Source document
----
It is difficult to set up many computer with powerful CPU and GPU and large memory. Then we must share the resource of one powerful computer.
We can use a famous job queuing system “condor“. We have to use the condor to run programs which occupy CPU and/or GPU more than 10 minutes, which is enough for R&D.
condor_submit can submit your long jobs for each CPU and GPU. The online manual is located here. Read stable version.
A simple example: job1/submit.conder
universe = vanilla executable = a.out arguments = infile$(Process).txt should_transfer_files = IF_NEEDED when_to_transfer_output = ON_EXIT initialdir = workdir/run$(Process) transfer_input_files = infile$(Process).txt log = job1.log request_GPUs = 1 queue 100
Submit your jobs by “condor_submit job1/submit.conder”
See the status of compute nodes by “condor_status”
See status of your jobs by “condor_q”
$(Process) will be replaced to process number 0-99 for “queue 100”. In the most case, you will need to prepare “initialdir” to store outputs and logs. The /home is shared via NFS, file transfer is not needed.
----
[Coordinate labeling records]
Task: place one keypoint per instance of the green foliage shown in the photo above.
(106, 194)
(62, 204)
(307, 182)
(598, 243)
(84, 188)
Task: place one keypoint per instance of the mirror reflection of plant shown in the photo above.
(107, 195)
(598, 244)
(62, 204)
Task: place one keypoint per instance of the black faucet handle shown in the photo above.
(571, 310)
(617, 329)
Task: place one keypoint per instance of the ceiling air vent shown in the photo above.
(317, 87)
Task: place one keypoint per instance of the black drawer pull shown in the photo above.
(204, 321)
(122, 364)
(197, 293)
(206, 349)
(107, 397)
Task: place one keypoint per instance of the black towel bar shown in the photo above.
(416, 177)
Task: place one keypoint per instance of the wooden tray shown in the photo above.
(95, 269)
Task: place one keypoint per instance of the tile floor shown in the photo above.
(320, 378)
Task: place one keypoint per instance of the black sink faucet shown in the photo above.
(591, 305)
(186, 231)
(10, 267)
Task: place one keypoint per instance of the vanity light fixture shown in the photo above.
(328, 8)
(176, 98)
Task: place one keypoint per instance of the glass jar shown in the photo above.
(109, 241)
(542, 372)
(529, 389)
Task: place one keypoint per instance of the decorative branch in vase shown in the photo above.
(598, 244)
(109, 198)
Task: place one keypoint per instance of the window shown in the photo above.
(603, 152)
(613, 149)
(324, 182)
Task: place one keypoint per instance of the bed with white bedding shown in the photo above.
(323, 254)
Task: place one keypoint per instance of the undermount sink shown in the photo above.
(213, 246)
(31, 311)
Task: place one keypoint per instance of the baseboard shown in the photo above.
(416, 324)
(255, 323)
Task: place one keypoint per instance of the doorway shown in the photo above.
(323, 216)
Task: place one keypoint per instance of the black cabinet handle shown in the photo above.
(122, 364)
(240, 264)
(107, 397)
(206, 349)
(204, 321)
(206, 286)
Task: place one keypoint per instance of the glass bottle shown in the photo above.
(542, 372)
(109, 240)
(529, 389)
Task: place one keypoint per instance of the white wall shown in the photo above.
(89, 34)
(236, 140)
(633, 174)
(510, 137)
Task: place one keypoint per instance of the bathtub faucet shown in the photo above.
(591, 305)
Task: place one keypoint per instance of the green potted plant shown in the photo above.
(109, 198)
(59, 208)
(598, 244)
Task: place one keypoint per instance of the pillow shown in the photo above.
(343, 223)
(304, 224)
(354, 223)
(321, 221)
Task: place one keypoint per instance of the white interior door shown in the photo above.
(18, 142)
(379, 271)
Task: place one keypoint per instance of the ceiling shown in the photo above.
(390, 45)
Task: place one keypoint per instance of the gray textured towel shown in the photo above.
----
Instruction
Copy the passage of the condor job queuing text between "It is difficult" and "enough for R&D.", inclusive, swapping "powerful" for "high-performance". None of the records are needed for this work.

Solution for this problem
It is difficult to set up many computer with high-performance CPU and GPU and large memory. Then we must share the resource of one high-performance computer.
We can use a famous job queuing system “condor“. We have to use the condor to run programs which occupy CPU and/or GPU more than 10 minutes, which is enough for R&D.